→ **Set of tasks**
1 > List every title of a written work that the telescope technology timeline names.
2 > Extend the telescope technology timeline with further entries after its last one.

= Timeline of telescope technology =

The following timeline lists the significant events in the invention and development of the telescope.

==BC==

===2560 BC to 1 BC===
- c.2560 BC–c.860 BC — Egyptian artisans polish rock crystal, semi-precious stones, and latterly glass to produce facsimile eyes for statuary and mummy cases. The intent appears to be to produce an optical illusion.
- 424 BC Aristophanes "lens" is a glass globe filled with water.(Seneca says that it can be used to read letters no matter how small or dim)
- 3rd century BC Euclid is the first to study reflection and refraction using mathematical theorems based on the fact that light travels in straight lines

==AD==

===1 AD to 999 AD===
- 2nd century AD — Ptolemy (in his work Optics) wrote about the properties of light including: reflection, refraction, and colour.
- 984 — Ibn Sahl completes a treatise On Burning Mirrors and Lenses, describing plano-convex and biconvex lenses, and parabolic and ellipsoidal mirrors.

===1000 AD to 1999 AD===
- 1011–1021 — Ibn al-Haytham (also known as Alhacen or Alhazen) writes the Kitab al-Manazir (Book of Optics)
- 1230–1235 — Robert Grosseteste describes the use of 'optics' to "...make small things placed at a distance appear any size we want, so that it may be possible for us to read the smallest letters at incredible distances..." ("Haec namque pars Perspectivae perfecte cognita ostendit nobis modum, quo res longissime distantes faciamus apparere propinquissime positas et quo res magnas propinquas faciamus apparere brevissimas et quo res longe positas parvas faciamus apparere quantum volumus magnas, ita ut possible sit nobis ex incredibili distantia litteras minimas legere, aut arenam, aut granum, aut gramina, aut quaevis minuta numerare.") in his work De Iride.

→ **Data shown**
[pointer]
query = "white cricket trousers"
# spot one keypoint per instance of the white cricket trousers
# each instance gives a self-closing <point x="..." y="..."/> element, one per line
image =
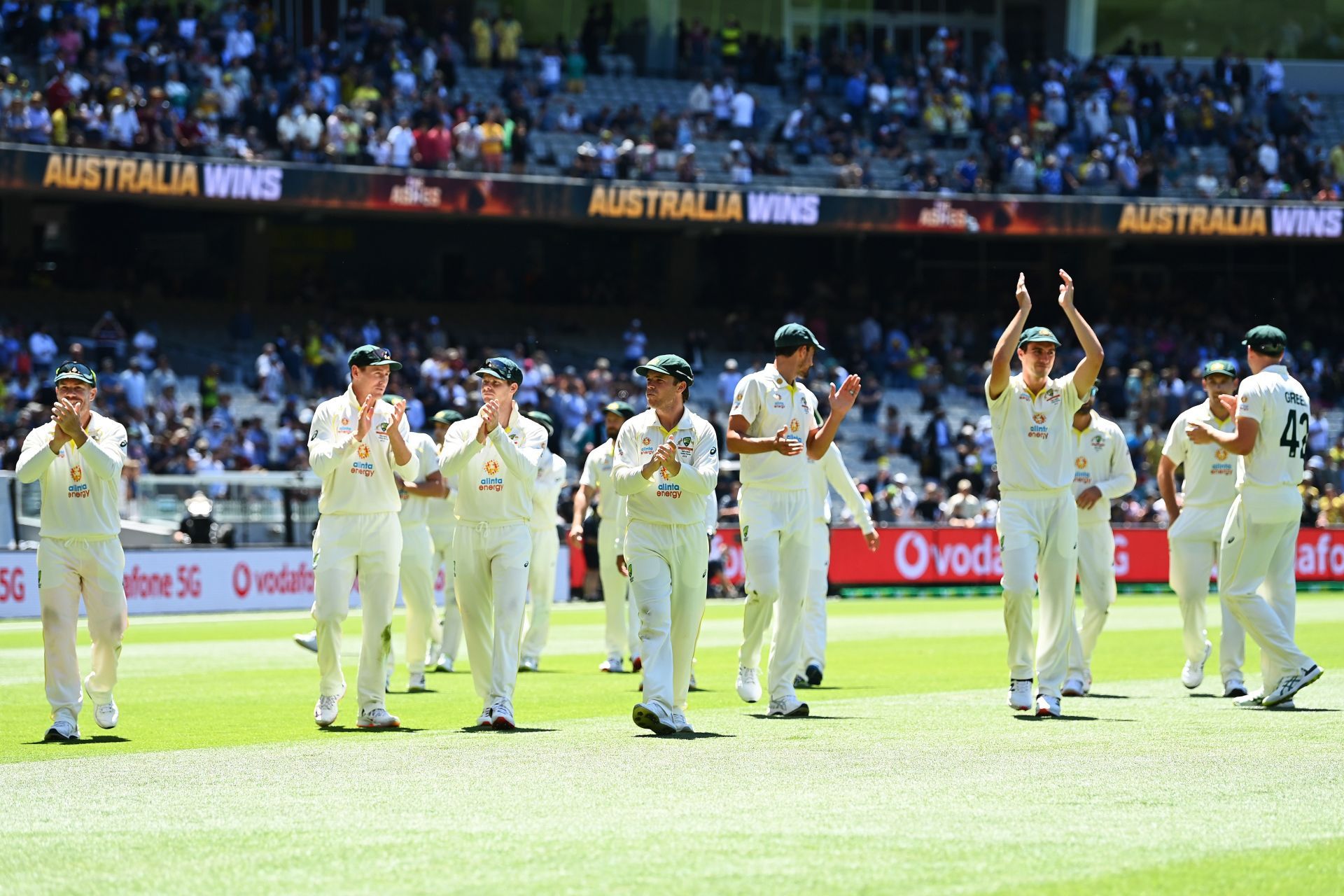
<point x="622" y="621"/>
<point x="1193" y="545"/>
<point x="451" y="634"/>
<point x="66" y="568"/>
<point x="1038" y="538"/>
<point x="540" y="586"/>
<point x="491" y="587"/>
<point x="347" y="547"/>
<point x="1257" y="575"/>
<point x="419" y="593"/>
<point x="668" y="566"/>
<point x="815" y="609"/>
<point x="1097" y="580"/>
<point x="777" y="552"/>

==

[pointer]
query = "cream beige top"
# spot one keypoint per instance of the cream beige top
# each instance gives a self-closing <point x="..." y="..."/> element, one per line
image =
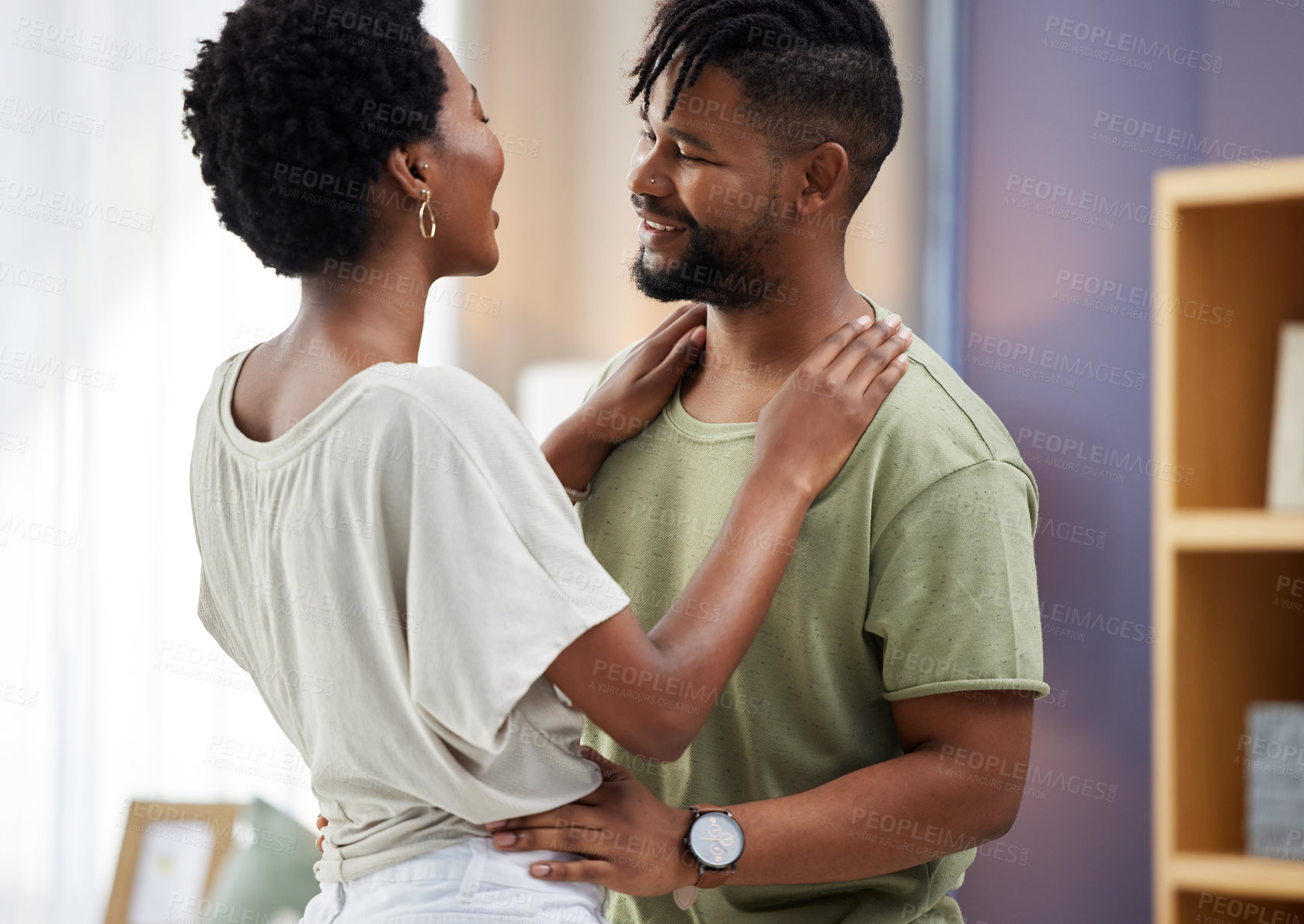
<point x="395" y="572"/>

→ **Results of the exercise**
1 >
- Optics
- On Burning Mirrors and Lenses
- Kitab al-Manazir (Book of Optics)
- De Iride

2 >
- 1266 — Roger Bacon mentions the magnifying properties of transparent objects in his treatise Opus Majus.
- 1270 (approx) — Witelo writes Perspectiva — "Optics" incorporating much of Kitab al-Manazir.
- 1285–1300 spectacles are invented.
- 1570 — The writings of Thomas Digges describes how his father, English mathematician and surveyor Leonard Digges (1520–1559), made use of a "proportional Glass" to view distant objects and people. Some, such as the historian Colin Ronan, claim this describes a reflecting or refracting telescope built between 1540 and 1559 but its vague description and claimed performance makes it dubious.
- 1586 Giambattista della Porta writes "...to make glasses that can recognize a man several miles away" It is unclear whether he is describing a telescope or corrective glasses.
- 1608 — Hans Lippershey, a Dutch lensmaker, applies for a patent for a perspective glass "for seeing things far away as if they were nearby", the first recorded design for what will later be called a telescope. His patent beats fellow Dutch instrument-maker's Jacob Metius's patent by a few weeks. A claim will be made 37 years later by another Dutch spectacle-maker that his father, Zacharias Janssen, invented the telescope.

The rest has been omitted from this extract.